## STORED RECORDS:

+++

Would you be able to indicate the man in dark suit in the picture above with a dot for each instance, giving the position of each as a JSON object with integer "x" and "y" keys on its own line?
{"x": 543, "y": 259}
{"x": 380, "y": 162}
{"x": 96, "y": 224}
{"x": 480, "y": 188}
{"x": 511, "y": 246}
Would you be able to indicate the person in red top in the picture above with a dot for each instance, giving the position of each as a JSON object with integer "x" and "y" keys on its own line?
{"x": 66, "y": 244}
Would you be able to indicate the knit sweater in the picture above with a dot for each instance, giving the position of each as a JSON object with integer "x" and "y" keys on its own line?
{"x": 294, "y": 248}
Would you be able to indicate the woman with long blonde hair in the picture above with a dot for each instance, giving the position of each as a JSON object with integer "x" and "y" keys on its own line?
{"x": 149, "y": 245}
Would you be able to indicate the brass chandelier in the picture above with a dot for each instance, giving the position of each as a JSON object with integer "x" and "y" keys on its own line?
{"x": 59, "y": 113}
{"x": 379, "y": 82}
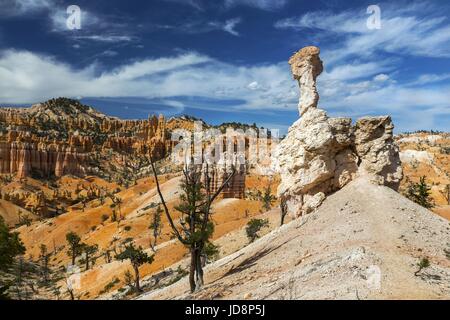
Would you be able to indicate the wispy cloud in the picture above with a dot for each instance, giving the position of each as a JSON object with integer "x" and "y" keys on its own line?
{"x": 260, "y": 4}
{"x": 200, "y": 26}
{"x": 26, "y": 77}
{"x": 362, "y": 66}
{"x": 22, "y": 7}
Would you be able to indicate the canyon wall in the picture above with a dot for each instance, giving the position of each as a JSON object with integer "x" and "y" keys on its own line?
{"x": 63, "y": 137}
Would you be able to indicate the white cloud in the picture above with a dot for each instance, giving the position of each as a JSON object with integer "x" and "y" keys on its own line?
{"x": 381, "y": 77}
{"x": 26, "y": 77}
{"x": 260, "y": 4}
{"x": 22, "y": 7}
{"x": 200, "y": 26}
{"x": 419, "y": 31}
{"x": 362, "y": 66}
{"x": 230, "y": 26}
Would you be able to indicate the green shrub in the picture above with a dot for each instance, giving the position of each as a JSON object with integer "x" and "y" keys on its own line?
{"x": 253, "y": 228}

+++

## WHAT THE TASK REQUIRES:
Restate each entry word for word, please, but drop any images it holds.

## COMPLETED EXERCISE:
Would you be able to indicate the man in dark suit in the picture above with a dot for each instance, giving the position of each as a JSON object with integer "x" and "y" keys on its own line?
{"x": 543, "y": 259}
{"x": 380, "y": 162}
{"x": 96, "y": 224}
{"x": 480, "y": 188}
{"x": 511, "y": 246}
Would you be able to indicate the person in red top in the picture above with a dot for each instance, giving the position of each as a JSON object with integer "x" and "y" keys on its own line?
{"x": 66, "y": 244}
Would you be able to indicate the knit sweater in the picture above with a dot for each instance, giving the position of each as a JSON object with integer "x" and "y" keys on its own line?
{"x": 294, "y": 248}
Would you be able to indicate the woman with long blonde hair in the picture above with a dot for each instance, giving the position of each as a JSON object with integer "x" and "y" keys on its own line?
{"x": 149, "y": 245}
Would you be able to indicate the brass chandelier in the picture above with a dot for each instance, giving the position of each as a JSON object with integer "x" and "y" keys on its own line?
{"x": 59, "y": 113}
{"x": 379, "y": 82}
Would you be able to indicate the wispy cloud in the picture above with a dot for each instance, giving the position of each as a JSON object with integer "x" and "y" keys on its own line?
{"x": 260, "y": 4}
{"x": 200, "y": 26}
{"x": 26, "y": 77}
{"x": 362, "y": 66}
{"x": 22, "y": 7}
Would you be able to indicate the canyon wall in the picture above with a dot for each instance, giving the position of each as a JSON object with integer "x" and "y" keys on its own line?
{"x": 63, "y": 137}
Would you be able to indicate the white cloud in the picture above with a dot for each instance, giving the position of each as a JSON object with integer "x" and "y" keys on its own line?
{"x": 381, "y": 77}
{"x": 26, "y": 77}
{"x": 260, "y": 4}
{"x": 22, "y": 7}
{"x": 200, "y": 26}
{"x": 419, "y": 31}
{"x": 362, "y": 66}
{"x": 230, "y": 26}
Would you be able to indicate the green shrub in the picture above with a dot for each instance, giving the position of each as a JSON object with integer "x" and "y" keys on its own line?
{"x": 253, "y": 228}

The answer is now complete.